Задание 1: На сколько часов рассчитан маршрут прогулки согласно тексту для чтения?

---

Нет, отдыхать я вам не дам. Пойдете на прогулку!
Нарисую маршрут — он рассчитан ровно на четыре часа. У вас шаг быстрый? Значит, часа на три с половиной. И раньше не возвращайтесь! Мне надо кое-что поучить. Только Брамс мог такое написать — так неудобно.
А у Шумана в «Фантазии»? Эти скачки… Как какое-то проклятье!
Я знаю, как их буду играть — надо зажмуриться! Хотите пари: девять раз сыграю со светом и смажу, а в темноте у меня получится?
Быстро спускается вниз. Набрасывается на «скачки» второй части — и играет безупречно чисто. Даже быстрей, чем на знаменитой записи. От радости громко хлопает крышкой.
Вот видите, «вслепую» — и с первого раза! Да, но вы же не поверите, что играл «вслепую»?
Финал «Венского карнавала» совсем не проще[3] — очень трудный! Там все происходит возле кабинета известного венского доктора. К нему толпы жаждущих — со своими неврозами, сновидениями. Каждый рассказывает свою историю, но сам доктор не показывается. Конечно, все в масках, все на фоне карнавала!

---

Задание 2: Из предоставленных строк перепишите те, что идут от строки с «Task: please point out the green leaf» до строки с «<point>43,64</point>» включительно, заменив «green leaf» на «yellow leaf». Остальное не меняйте.

---

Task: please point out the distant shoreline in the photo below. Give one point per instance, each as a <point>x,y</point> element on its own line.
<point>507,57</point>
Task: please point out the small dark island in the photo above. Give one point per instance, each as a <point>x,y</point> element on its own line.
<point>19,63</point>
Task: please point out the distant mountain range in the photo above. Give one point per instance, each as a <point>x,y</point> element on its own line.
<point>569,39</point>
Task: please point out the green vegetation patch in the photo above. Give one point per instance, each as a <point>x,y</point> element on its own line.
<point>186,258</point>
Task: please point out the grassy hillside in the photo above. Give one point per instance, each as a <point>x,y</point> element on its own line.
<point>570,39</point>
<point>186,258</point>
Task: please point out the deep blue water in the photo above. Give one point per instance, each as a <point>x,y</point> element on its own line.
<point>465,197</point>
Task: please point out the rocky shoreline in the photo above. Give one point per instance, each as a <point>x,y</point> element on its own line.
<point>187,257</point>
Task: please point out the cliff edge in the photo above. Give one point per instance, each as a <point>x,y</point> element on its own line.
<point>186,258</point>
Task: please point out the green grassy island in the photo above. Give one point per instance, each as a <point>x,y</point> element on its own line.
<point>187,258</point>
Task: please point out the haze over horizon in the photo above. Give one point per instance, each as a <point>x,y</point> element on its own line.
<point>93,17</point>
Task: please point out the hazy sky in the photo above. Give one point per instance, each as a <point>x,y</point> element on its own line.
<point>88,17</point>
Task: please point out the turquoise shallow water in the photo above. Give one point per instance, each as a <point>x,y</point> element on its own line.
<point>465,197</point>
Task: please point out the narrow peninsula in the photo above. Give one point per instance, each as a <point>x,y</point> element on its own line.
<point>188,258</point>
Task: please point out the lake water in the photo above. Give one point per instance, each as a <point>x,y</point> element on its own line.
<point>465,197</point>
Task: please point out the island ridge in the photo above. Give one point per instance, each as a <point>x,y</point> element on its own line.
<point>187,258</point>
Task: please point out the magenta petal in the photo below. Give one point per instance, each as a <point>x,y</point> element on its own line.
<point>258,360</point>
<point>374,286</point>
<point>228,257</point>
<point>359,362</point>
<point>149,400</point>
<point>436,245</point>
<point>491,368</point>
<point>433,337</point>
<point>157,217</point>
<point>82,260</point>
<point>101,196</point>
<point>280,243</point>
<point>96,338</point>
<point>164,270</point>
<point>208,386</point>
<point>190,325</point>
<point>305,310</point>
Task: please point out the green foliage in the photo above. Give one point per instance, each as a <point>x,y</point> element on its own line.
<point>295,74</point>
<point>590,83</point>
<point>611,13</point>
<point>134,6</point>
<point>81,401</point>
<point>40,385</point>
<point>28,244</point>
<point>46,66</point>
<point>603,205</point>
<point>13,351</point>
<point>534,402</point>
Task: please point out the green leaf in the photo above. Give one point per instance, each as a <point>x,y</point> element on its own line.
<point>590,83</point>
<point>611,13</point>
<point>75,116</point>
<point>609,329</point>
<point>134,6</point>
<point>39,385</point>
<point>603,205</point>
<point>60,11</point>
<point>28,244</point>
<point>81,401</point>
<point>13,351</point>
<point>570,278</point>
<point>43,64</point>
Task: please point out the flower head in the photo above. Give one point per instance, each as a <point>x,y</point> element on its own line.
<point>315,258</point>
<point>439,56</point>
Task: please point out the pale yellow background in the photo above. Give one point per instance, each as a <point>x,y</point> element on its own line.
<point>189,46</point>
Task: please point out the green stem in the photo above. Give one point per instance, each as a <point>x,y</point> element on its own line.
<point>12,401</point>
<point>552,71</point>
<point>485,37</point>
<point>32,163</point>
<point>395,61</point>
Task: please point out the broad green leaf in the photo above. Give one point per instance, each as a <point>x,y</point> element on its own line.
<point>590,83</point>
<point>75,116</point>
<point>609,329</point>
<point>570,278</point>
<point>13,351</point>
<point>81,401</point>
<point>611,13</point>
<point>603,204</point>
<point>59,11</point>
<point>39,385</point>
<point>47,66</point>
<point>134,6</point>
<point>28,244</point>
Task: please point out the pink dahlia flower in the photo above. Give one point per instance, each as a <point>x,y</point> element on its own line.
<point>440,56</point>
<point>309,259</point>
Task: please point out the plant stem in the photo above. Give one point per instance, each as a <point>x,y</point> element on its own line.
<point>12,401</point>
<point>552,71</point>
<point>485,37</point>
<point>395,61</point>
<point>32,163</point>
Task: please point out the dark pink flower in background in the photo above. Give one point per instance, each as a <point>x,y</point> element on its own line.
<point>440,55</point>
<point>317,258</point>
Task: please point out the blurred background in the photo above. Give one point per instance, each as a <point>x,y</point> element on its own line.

---

Полный ответ 1: Ровно на четыре часа.

Полный ответ 2:
Task: please point out the yellow leaf in the photo above. Give one point per instance, each as a <point>x,y</point> element on its own line.
<point>590,83</point>
<point>611,13</point>
<point>75,116</point>
<point>609,329</point>
<point>134,6</point>
<point>39,385</point>
<point>603,205</point>
<point>60,11</point>
<point>28,244</point>
<point>81,401</point>
<point>13,351</point>
<point>570,278</point>
<point>43,64</point>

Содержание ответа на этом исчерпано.